DOCUMENT:
----

972 F.2d 771
15 Employee Benefits Cas. 2121
PENSION BENEFIT GUARANTY CORPORATION, Plaintiff-Appellant,
ARTRA GROUP, INCORPORATED, Defendant-Appellee.
United States Court of Appeals,
Argued April 30, 1992.
Decided Aug. 11, 1992.
John H. Secaras, Sol. Gen. Department of Labor, Chicago, Ill., Carol Connor Flowe, John H. Falsey, Marc A. Tenenbaum (argued), Tracy Rickett, James Y. Callear, Pension Ben. Guar. Corp., Legal Dept., Washington, D.C., for plaintiff-appellant.
Marsha A. Tolchin, Adler, Kaplan & Begy, Chicago, Ill., Paul M. Heylman, Scott Robins (argued), Schmeltzer, Aptaker & Shepard, Washington, D.C., James E. Beckley, Beckley & Associates, Wheaton, Ill., for defendant-appellee.
Before CUDAHY and KANNE, Circuit Judges, and ESCHBACH, Senior Circuit Judge.
CUDAHY, Circuit Judge.
Back when it was called Dutch Boy, Artra Group, Inc. participated in a group pension plan for the benefit of its unionized Chicago employees. When Dutch Boy ceased operations in Chicago, it also stopped participating in the plan. The Pension Benefit Guaranty Corporation (PBGC) now guarantees the pension benefits of Artra's former employees. There is not enough money in the plan to pay those benefits, and the PBGC wants Artra to pay the difference.
The district court decided that Artra was not liable for the underfunding because its pension plan was not tax-qualified. 768 F.Supp. 248. We reverse and remand.
Title IV of the Employee Retirement Income Security Act of 1974 (ERISA) created the PBGC and a pension plan termination insurance program. The purpose of the program is to ensure that retirees will get the benefits they have earned, even if their employer has terminated the pension plan or is otherwise unwilling or unable to pay. Mead Corp. v. Tilley, 490 U.S. 714, 717-18, 109 S.Ct. 2156, 2159, 104 L.Ed.2d 796 (1989). The PBGC administers the program and funds it by charging insurance premiums and by collecting payments from employers who terminate underfunded plans. Id.

----

RECORDS SHOWN:
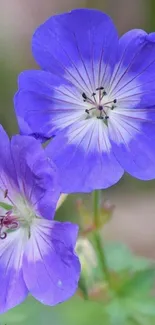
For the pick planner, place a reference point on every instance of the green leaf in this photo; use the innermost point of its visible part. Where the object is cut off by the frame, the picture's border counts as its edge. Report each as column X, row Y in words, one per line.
column 117, row 313
column 140, row 283
column 144, row 306
column 119, row 258
column 5, row 206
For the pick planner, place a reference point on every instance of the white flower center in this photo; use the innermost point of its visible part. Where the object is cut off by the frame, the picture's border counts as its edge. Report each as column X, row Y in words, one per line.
column 99, row 104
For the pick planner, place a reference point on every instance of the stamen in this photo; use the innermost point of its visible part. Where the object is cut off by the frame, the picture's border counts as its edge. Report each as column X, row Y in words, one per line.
column 84, row 96
column 100, row 88
column 3, row 235
column 8, row 221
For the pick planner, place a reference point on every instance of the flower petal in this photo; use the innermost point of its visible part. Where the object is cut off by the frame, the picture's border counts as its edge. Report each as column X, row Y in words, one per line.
column 64, row 46
column 133, row 144
column 85, row 160
column 13, row 288
column 46, row 104
column 51, row 268
column 133, row 79
column 37, row 175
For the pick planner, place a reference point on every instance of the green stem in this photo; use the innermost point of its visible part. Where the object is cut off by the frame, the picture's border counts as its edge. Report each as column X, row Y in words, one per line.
column 98, row 242
column 96, row 212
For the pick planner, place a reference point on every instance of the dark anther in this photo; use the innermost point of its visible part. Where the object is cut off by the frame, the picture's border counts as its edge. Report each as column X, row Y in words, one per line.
column 5, row 193
column 100, row 88
column 3, row 235
column 84, row 96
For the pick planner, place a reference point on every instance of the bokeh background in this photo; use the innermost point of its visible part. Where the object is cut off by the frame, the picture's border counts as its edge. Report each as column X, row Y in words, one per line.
column 133, row 221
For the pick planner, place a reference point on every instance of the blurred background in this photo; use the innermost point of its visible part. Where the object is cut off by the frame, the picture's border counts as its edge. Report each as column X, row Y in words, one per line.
column 133, row 221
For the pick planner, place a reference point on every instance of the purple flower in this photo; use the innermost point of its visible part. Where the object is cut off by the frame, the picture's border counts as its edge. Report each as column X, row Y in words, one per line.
column 36, row 253
column 96, row 95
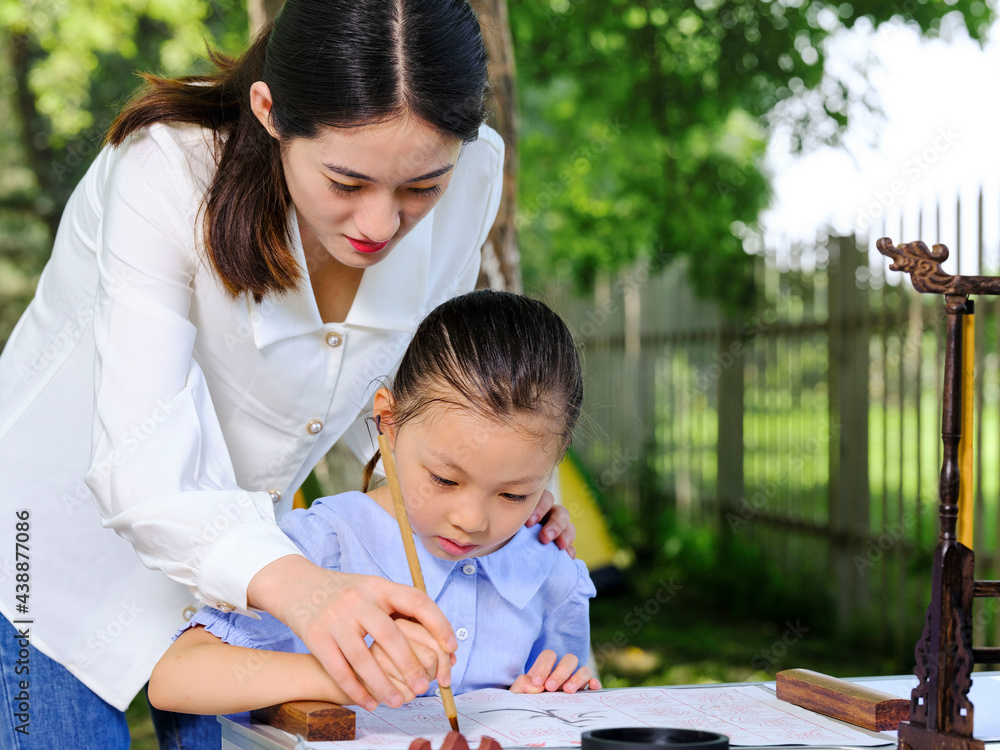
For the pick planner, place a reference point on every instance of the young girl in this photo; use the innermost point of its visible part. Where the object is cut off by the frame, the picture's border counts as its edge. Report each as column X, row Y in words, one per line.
column 481, row 411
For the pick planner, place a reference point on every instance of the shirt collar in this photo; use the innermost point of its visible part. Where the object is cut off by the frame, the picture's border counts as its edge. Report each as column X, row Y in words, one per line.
column 517, row 570
column 392, row 294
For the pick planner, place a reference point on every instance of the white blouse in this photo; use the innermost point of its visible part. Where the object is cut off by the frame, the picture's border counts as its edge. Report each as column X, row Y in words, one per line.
column 134, row 380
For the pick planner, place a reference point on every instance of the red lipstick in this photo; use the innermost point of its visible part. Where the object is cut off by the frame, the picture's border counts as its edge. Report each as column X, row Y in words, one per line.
column 366, row 247
column 454, row 548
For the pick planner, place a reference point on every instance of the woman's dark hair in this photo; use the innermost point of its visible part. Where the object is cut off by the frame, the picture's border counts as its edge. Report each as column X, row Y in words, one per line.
column 503, row 355
column 340, row 63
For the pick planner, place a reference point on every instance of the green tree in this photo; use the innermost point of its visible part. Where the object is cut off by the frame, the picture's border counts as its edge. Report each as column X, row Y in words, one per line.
column 644, row 123
column 65, row 68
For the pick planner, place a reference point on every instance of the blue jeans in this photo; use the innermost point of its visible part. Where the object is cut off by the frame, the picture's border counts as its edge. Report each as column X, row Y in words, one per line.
column 55, row 710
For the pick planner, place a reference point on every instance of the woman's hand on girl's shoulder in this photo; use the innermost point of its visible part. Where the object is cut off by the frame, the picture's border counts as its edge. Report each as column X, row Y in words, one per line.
column 556, row 522
column 546, row 675
column 332, row 612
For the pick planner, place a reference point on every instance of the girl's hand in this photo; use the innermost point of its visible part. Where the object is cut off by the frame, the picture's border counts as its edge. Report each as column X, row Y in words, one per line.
column 547, row 676
column 557, row 524
column 332, row 612
column 426, row 650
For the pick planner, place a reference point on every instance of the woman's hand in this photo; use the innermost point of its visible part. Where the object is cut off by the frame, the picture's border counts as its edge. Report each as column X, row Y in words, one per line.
column 547, row 676
column 332, row 612
column 426, row 650
column 557, row 524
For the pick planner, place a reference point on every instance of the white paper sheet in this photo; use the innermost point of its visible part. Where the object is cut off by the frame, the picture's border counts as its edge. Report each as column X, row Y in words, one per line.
column 749, row 715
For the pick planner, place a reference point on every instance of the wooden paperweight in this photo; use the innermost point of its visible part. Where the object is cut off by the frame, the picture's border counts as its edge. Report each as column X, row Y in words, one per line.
column 839, row 699
column 313, row 720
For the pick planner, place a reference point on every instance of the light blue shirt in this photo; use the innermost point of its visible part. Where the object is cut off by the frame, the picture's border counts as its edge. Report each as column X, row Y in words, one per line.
column 506, row 607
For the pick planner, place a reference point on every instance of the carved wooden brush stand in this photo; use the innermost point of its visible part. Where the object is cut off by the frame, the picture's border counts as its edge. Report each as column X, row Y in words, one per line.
column 940, row 709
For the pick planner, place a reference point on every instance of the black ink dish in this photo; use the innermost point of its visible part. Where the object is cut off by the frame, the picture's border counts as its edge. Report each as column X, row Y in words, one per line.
column 633, row 738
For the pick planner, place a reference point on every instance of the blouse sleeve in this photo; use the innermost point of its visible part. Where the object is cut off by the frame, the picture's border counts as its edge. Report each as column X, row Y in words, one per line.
column 566, row 627
column 161, row 470
column 314, row 532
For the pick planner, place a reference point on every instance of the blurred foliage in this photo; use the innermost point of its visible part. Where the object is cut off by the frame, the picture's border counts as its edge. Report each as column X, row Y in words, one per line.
column 65, row 68
column 642, row 133
column 644, row 123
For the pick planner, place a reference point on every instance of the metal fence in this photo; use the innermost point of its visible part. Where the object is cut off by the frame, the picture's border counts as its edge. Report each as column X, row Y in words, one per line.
column 810, row 428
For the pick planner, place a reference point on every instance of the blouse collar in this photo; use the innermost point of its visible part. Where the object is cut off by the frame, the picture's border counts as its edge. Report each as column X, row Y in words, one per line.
column 392, row 295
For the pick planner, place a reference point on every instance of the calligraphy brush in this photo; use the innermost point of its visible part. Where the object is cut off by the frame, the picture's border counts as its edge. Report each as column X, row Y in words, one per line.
column 389, row 464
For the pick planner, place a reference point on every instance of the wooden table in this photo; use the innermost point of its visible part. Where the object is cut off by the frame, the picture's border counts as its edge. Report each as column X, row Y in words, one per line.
column 239, row 733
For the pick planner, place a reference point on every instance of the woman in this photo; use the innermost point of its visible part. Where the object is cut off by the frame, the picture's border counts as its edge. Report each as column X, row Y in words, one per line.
column 210, row 323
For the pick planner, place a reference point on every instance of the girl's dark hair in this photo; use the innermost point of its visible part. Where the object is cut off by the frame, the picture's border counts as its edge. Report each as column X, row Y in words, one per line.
column 500, row 354
column 340, row 63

----

EXERCISE OBJECTIVE:
Answer these questions from the court opinion:
1. What was Artra Group, Inc. called when it took part in the group pension plan?
2. Why did the district court decide Artra was not liable for the underfunding?
3. By what two means does the PBGC fund the termination insurance program?

REPLY TO THE EXERCISE:
1. Dutch Boy.
2. Because its pension plan was not tax-qualified.
3. By charging insurance premiums and by collecting payments from employers who terminate underfunded plans.